# TASK DESCRIPTION:
Please output as a Markdown table with columns Nr and Line the rows between the lines holding "Indicate the white plate" and "pixel 646 200", inclusive, with blank lines left out.

# Pointing dataset rows:
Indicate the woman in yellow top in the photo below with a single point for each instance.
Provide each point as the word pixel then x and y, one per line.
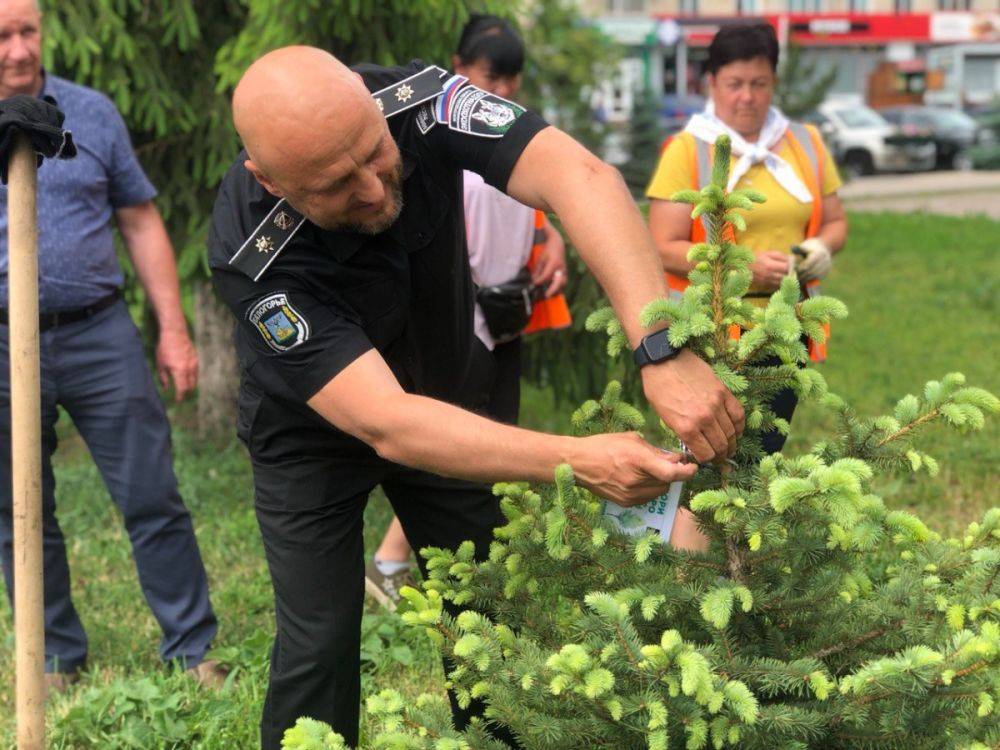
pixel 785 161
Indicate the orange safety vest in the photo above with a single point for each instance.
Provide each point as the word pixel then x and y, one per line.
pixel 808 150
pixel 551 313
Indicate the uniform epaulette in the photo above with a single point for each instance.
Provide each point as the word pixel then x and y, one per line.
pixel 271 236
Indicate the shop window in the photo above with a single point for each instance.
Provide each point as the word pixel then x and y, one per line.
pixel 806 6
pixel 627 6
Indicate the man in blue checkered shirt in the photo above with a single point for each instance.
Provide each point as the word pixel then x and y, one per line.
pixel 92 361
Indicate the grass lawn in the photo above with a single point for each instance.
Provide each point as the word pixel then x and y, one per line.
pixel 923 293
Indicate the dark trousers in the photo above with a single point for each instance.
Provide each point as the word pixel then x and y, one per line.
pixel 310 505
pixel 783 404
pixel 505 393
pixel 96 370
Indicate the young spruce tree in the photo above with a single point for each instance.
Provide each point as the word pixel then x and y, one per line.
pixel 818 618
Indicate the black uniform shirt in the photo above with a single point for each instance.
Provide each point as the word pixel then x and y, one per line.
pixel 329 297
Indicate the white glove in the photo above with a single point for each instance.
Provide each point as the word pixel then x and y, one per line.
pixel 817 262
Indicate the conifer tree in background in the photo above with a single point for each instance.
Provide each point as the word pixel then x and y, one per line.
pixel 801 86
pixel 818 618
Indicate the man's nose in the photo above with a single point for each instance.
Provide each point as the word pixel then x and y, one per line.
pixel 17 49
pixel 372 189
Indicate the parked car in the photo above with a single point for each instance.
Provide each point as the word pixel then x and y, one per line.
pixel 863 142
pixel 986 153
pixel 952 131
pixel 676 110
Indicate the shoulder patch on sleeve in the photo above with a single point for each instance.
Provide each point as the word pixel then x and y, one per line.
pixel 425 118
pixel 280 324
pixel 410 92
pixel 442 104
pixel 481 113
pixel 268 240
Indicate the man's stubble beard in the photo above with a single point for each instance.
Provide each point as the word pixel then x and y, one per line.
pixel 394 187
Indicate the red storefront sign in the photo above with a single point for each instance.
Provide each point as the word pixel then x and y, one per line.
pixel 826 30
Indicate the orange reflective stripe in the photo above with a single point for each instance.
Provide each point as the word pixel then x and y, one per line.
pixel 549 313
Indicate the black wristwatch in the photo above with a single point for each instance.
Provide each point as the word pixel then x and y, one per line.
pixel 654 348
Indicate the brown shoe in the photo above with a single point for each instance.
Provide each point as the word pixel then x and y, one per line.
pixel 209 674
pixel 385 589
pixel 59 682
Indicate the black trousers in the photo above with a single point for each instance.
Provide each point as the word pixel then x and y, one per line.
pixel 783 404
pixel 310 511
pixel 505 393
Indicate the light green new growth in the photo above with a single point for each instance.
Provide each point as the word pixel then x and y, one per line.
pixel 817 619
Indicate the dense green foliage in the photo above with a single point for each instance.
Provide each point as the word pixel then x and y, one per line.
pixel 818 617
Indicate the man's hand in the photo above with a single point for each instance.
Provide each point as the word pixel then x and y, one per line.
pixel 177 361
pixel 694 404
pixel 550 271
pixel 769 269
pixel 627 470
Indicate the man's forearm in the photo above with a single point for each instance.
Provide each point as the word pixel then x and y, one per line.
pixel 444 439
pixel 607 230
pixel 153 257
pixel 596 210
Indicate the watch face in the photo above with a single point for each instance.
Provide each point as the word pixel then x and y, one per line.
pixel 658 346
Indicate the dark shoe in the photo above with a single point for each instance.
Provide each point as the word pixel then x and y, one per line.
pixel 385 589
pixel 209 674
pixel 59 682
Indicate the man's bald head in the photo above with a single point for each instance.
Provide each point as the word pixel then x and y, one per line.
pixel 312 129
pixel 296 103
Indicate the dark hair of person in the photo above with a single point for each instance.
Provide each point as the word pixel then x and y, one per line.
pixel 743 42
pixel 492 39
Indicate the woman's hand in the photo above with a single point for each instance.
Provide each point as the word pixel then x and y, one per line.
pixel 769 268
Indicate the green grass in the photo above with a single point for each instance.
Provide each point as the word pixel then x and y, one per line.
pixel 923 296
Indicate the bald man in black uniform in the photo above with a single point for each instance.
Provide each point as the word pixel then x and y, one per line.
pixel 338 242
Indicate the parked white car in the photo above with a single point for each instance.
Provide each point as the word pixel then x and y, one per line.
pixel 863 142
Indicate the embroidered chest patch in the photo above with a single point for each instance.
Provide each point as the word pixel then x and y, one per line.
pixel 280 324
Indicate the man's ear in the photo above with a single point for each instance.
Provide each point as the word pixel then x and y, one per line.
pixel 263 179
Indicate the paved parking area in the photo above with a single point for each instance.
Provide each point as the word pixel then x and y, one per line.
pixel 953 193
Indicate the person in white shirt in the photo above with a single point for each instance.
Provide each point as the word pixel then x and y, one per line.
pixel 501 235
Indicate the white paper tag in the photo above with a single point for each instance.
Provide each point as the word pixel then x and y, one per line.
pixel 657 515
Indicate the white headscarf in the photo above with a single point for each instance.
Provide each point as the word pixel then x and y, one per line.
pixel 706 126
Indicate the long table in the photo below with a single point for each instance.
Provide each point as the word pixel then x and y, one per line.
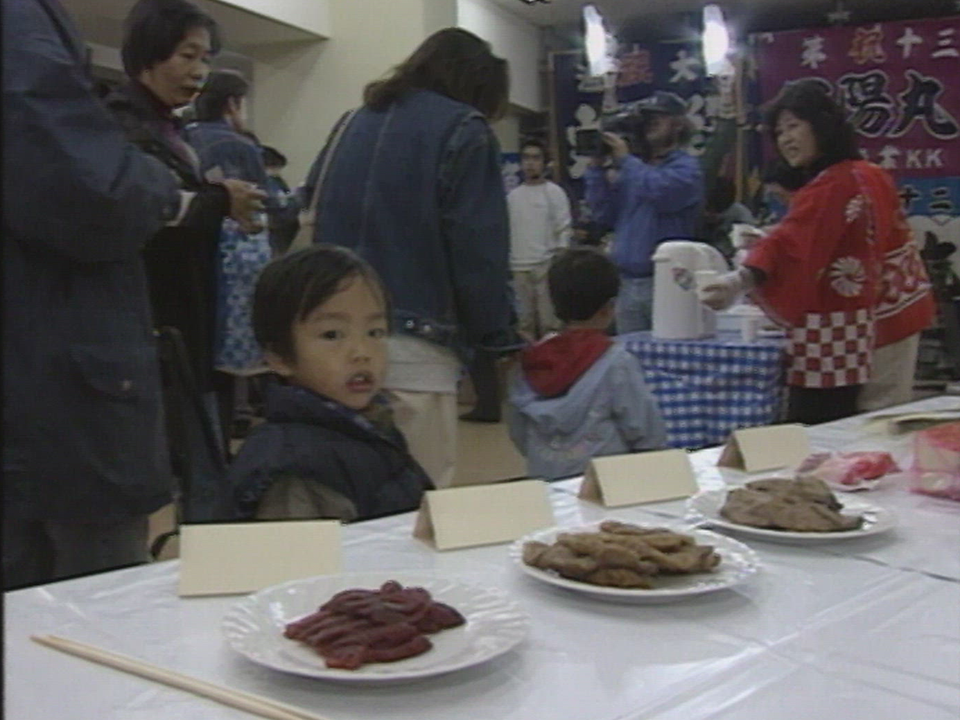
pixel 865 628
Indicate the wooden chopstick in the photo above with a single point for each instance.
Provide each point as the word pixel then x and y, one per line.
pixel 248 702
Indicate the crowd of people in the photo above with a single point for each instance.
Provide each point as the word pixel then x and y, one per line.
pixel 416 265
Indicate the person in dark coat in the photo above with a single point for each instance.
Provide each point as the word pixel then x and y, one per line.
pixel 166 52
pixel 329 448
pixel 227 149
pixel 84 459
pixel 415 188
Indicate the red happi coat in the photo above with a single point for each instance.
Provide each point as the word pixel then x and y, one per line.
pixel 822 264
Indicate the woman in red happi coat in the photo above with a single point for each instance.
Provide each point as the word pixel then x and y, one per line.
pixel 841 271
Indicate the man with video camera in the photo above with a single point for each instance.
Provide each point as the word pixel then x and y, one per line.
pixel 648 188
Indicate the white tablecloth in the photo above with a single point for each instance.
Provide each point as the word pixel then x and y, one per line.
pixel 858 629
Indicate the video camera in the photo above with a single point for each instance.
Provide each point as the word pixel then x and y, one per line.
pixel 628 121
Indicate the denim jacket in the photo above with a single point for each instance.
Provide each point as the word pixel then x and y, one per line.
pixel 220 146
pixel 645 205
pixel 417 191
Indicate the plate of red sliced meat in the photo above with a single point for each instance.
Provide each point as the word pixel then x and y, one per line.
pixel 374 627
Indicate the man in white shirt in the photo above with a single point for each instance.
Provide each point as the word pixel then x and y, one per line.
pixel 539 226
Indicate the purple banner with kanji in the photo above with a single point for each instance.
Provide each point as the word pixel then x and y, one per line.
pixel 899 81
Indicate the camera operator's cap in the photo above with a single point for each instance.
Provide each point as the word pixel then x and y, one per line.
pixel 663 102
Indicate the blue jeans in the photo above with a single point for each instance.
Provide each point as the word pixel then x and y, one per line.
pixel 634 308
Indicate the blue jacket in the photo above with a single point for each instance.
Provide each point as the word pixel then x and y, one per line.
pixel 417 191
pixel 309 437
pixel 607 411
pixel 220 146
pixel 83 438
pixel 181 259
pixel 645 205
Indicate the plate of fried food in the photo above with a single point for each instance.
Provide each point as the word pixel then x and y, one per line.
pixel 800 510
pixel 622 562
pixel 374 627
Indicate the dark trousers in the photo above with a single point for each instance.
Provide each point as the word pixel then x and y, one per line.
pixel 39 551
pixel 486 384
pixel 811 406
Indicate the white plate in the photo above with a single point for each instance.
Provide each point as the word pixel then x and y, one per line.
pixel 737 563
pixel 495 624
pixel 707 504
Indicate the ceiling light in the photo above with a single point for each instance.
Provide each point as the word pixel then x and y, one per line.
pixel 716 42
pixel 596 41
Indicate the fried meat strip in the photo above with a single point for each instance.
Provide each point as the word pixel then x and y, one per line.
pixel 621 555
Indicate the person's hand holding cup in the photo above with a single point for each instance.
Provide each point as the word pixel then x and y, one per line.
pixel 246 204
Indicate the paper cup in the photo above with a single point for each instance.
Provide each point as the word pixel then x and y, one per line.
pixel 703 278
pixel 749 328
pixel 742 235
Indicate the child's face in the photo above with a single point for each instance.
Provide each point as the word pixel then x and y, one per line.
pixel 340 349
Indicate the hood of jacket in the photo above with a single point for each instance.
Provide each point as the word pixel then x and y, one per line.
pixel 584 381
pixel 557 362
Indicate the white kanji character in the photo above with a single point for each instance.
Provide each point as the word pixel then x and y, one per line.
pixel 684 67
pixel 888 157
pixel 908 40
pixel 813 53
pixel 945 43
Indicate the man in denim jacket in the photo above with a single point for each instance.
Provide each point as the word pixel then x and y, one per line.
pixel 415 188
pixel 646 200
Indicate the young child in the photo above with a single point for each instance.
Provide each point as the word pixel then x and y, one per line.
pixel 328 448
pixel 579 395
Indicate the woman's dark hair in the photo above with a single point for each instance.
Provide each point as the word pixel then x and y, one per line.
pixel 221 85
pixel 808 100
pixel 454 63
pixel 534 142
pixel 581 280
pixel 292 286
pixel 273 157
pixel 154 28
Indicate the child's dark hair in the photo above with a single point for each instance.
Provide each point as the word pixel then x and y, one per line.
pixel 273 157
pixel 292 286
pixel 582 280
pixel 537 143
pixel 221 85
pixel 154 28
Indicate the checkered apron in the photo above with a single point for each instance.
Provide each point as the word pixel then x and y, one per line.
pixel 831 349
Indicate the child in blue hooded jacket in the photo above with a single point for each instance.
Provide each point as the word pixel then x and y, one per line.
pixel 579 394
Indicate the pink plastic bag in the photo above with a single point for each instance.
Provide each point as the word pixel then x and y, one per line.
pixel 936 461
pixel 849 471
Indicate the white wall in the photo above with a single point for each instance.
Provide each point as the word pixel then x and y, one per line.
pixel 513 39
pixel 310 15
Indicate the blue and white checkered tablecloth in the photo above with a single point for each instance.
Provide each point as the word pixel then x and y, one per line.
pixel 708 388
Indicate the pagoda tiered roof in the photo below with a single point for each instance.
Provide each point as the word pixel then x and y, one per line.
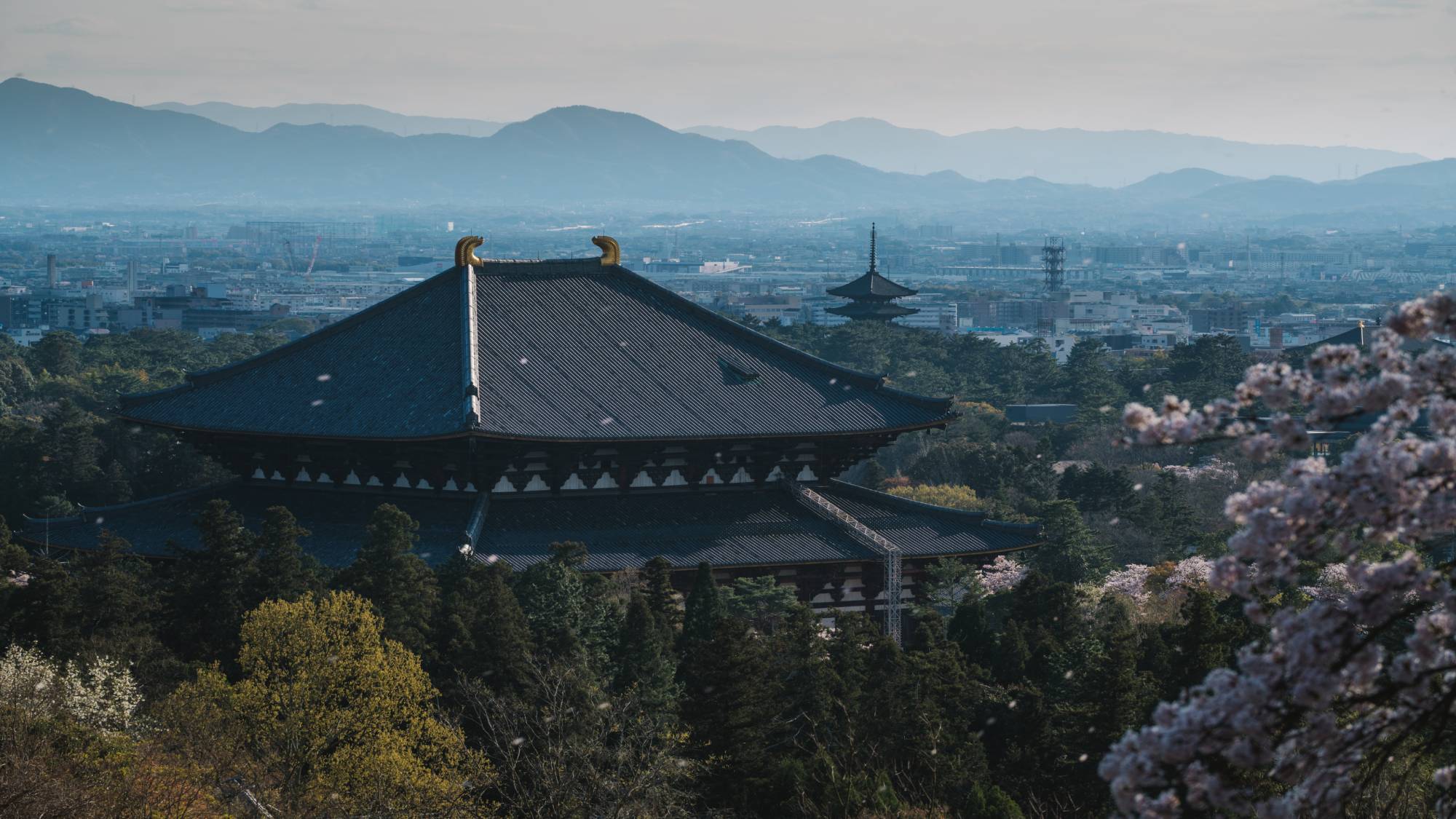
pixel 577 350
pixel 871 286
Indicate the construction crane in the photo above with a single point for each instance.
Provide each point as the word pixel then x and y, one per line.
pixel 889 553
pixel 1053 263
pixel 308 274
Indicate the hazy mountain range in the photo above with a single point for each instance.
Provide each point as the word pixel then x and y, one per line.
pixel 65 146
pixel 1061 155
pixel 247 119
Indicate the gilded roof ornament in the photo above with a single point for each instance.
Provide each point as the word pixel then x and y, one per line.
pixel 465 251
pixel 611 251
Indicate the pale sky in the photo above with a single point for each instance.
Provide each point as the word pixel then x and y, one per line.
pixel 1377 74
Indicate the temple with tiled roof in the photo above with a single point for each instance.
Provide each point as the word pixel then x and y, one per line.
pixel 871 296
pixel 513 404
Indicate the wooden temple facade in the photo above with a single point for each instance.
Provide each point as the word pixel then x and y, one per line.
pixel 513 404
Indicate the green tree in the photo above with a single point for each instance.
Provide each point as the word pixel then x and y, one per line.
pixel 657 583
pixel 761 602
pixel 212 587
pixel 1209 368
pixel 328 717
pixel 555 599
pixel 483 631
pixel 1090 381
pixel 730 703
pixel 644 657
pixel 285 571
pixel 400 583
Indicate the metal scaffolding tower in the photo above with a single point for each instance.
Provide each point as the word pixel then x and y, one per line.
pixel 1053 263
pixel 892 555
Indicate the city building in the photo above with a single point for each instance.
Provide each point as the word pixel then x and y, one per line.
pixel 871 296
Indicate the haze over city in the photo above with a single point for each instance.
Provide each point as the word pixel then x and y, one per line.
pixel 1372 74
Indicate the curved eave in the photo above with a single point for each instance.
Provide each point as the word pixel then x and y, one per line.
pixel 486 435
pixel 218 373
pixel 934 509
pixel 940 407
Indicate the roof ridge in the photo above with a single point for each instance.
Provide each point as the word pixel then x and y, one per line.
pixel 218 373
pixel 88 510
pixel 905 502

# THE OUTPUT:
| Nr | Line |
|---|---|
| 1 | Indicate the white plate in the photo above with a single point for each instance. |
| 2 | Provide each point as the word pixel then x and y, one per line. |
| 3 | pixel 737 563 |
| 4 | pixel 495 624 |
| 5 | pixel 707 504 |
| 6 | Indicate the ceiling light in the photo above with a single point for each instance. |
| 7 | Provide each point as the word pixel then x and y, one per line. |
| 8 | pixel 716 42 |
| 9 | pixel 596 41 |
| 10 | Indicate the fried meat strip in the photo above with a single point for each instance. |
| 11 | Provide each point as the word pixel then x and y, one per line. |
| 12 | pixel 621 555 |
| 13 | Indicate the person's hand holding cup in the photo above with a single point for each instance. |
| 14 | Provide each point as the word pixel then x and y, one per line. |
| 15 | pixel 246 204 |
| 16 | Indicate the paper cup in the photo above with a single point for each instance. |
| 17 | Provide each point as the word pixel then x and y, one per line. |
| 18 | pixel 703 278 |
| 19 | pixel 749 328 |
| 20 | pixel 742 235 |
| 21 | Indicate the child's face in the photo above with a single point for each instance. |
| 22 | Provide each point as the word pixel then x and y, one per line. |
| 23 | pixel 340 349 |
| 24 | Indicate the hood of jacket in the photo above with a single point for each instance. |
| 25 | Provide each point as the word pixel then x and y, one per line. |
| 26 | pixel 584 381 |
| 27 | pixel 557 362 |
| 28 | Indicate the white kanji character in the photo above with a single point for each instance. |
| 29 | Provide each point as the word pixel then x and y, one per line. |
| 30 | pixel 684 67 |
| 31 | pixel 888 157 |
| 32 | pixel 908 40 |
| 33 | pixel 813 53 |
| 34 | pixel 945 43 |
| 35 | Indicate the man in denim jacket in the photo above with a single point for each instance. |
| 36 | Provide each point as the word pixel then x and y, one per line. |
| 37 | pixel 415 188 |
| 38 | pixel 646 200 |